#### [WHAT YOU HAVE TO DO]
Find each line in the rows below that contains the word "blue" and copy every such line out in full.

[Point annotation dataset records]
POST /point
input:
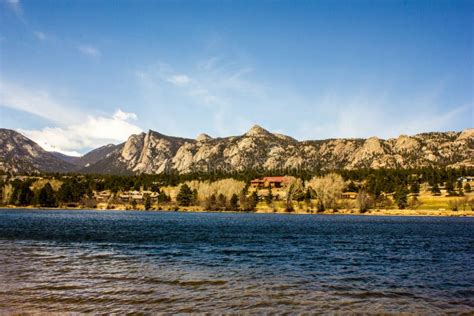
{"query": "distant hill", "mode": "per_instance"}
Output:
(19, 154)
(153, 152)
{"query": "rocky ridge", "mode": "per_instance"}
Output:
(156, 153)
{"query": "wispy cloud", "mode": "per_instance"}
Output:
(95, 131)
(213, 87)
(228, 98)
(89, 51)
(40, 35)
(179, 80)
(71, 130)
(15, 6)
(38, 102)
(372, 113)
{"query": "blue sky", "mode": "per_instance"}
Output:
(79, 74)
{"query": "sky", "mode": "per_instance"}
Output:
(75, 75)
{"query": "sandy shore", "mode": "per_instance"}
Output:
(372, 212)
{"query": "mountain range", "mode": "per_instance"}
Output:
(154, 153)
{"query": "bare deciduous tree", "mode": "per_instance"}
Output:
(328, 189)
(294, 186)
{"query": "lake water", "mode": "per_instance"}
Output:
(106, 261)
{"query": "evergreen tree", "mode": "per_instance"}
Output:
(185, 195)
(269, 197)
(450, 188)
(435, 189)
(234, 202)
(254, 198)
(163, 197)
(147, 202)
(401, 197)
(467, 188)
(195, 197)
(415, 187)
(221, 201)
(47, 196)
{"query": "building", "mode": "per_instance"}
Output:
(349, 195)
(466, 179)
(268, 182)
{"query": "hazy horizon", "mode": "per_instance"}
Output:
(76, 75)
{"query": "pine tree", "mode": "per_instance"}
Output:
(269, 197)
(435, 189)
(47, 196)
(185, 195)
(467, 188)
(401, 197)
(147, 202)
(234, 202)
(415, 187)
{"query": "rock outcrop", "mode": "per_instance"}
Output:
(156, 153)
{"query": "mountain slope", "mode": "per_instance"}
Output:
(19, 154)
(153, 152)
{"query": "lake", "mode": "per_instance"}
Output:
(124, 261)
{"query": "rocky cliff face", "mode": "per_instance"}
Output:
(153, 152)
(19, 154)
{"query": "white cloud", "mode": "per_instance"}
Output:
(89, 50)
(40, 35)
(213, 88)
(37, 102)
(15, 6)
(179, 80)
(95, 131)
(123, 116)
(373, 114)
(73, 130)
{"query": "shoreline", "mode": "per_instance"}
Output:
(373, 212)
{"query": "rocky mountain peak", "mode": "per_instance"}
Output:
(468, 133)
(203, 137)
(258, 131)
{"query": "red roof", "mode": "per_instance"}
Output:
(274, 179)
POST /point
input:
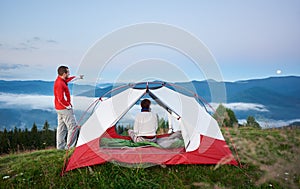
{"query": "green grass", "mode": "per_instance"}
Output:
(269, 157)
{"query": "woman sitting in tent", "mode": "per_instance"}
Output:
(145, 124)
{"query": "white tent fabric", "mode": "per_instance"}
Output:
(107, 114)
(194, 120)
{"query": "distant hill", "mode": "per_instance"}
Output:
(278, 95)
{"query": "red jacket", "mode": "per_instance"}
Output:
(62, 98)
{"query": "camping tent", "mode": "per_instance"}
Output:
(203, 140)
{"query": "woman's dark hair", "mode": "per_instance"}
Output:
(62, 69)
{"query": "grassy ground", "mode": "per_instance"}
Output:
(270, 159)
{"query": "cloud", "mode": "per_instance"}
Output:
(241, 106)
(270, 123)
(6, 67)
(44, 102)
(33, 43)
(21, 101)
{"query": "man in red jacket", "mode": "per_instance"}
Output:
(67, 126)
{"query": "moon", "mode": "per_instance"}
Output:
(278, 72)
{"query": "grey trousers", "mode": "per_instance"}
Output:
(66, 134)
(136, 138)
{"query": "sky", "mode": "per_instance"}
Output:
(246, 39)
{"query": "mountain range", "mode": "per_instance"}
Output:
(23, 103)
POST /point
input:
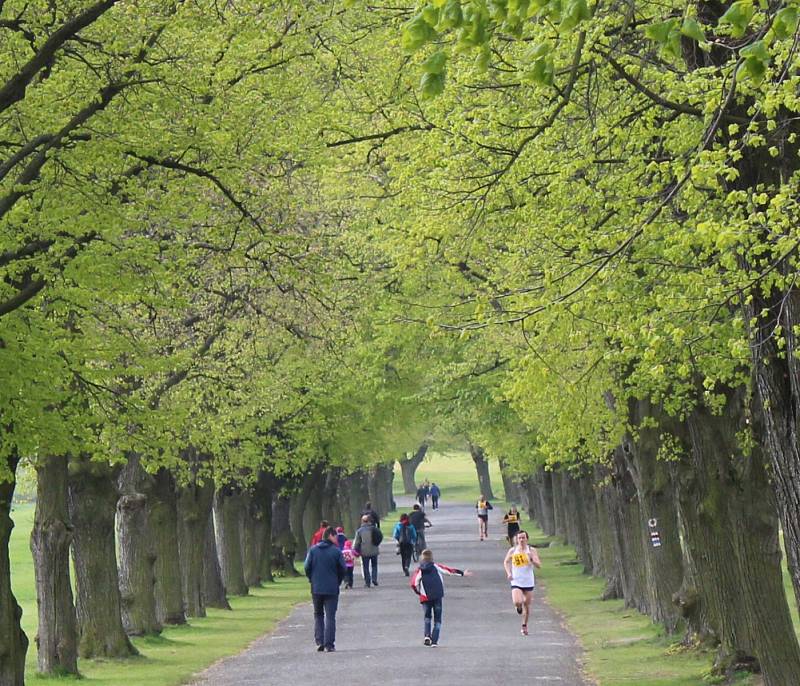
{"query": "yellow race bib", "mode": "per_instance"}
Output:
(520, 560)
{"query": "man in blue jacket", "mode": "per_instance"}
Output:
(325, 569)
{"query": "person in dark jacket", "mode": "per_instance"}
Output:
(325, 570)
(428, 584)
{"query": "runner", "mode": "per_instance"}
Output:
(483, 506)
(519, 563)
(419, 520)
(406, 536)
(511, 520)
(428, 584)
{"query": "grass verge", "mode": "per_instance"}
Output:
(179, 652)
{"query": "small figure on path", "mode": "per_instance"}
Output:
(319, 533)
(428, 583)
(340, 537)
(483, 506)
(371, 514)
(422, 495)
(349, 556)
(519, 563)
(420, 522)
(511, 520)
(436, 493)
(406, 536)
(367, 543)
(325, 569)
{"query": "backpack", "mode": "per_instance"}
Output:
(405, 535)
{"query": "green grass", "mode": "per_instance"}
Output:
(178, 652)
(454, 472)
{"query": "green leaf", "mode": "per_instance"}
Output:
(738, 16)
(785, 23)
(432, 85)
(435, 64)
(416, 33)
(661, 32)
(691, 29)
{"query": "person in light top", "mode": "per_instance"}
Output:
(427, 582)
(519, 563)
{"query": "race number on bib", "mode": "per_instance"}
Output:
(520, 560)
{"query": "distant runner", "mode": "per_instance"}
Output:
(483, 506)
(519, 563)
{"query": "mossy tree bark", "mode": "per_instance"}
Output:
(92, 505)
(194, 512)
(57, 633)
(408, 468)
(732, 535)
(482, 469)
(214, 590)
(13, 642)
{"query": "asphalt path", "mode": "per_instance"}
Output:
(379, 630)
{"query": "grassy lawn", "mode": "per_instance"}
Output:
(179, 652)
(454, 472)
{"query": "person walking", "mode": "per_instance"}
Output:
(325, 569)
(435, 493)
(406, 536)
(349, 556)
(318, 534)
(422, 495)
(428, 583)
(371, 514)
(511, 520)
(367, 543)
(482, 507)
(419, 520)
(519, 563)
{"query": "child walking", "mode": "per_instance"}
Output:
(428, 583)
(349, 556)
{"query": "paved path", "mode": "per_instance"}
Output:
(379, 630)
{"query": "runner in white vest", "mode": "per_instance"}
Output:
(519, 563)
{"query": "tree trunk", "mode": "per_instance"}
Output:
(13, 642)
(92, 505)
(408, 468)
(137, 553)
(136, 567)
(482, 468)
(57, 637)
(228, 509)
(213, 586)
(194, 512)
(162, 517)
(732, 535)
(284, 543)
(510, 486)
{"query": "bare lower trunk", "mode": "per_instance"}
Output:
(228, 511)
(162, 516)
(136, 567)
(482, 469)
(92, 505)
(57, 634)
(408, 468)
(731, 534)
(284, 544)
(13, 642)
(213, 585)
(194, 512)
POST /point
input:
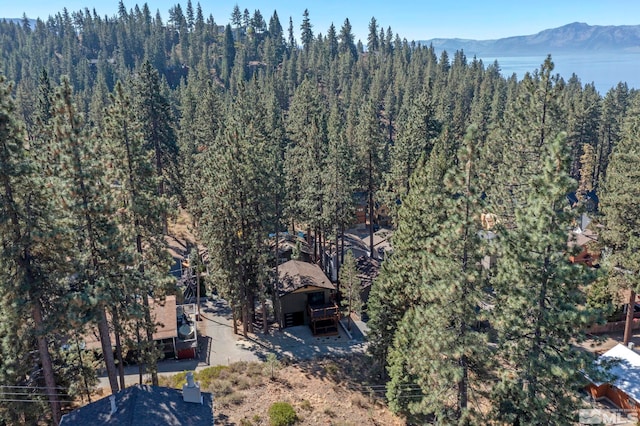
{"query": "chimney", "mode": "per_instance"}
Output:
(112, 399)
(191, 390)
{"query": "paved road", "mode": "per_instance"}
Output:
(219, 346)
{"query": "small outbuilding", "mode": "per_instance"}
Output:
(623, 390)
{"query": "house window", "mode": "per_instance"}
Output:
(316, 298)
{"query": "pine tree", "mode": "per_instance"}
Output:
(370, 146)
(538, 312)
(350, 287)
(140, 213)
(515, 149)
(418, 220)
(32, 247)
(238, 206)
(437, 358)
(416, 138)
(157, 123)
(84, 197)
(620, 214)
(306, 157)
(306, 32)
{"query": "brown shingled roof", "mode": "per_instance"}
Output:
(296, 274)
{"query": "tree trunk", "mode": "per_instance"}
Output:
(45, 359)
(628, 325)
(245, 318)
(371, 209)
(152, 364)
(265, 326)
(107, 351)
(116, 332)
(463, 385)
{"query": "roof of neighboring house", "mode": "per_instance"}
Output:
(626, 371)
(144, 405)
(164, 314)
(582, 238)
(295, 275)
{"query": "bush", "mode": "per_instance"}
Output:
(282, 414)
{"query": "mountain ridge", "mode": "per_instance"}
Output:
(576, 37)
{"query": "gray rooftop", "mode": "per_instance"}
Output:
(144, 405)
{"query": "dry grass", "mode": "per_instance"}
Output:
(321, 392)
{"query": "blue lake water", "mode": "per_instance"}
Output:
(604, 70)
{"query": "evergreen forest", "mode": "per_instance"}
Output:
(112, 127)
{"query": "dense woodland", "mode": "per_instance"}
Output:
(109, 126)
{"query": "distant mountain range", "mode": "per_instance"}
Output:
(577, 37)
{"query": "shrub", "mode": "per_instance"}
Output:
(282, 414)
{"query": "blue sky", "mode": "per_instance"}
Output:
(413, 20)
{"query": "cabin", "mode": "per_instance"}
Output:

#### [TASK ANSWER]
{"query": "blue sky", "mode": "per_instance"}
{"query": "man in blue jacket", "mode": "per_instance"}
{"query": "blue lake water", "mode": "per_instance"}
{"query": "blue sky", "mode": "per_instance"}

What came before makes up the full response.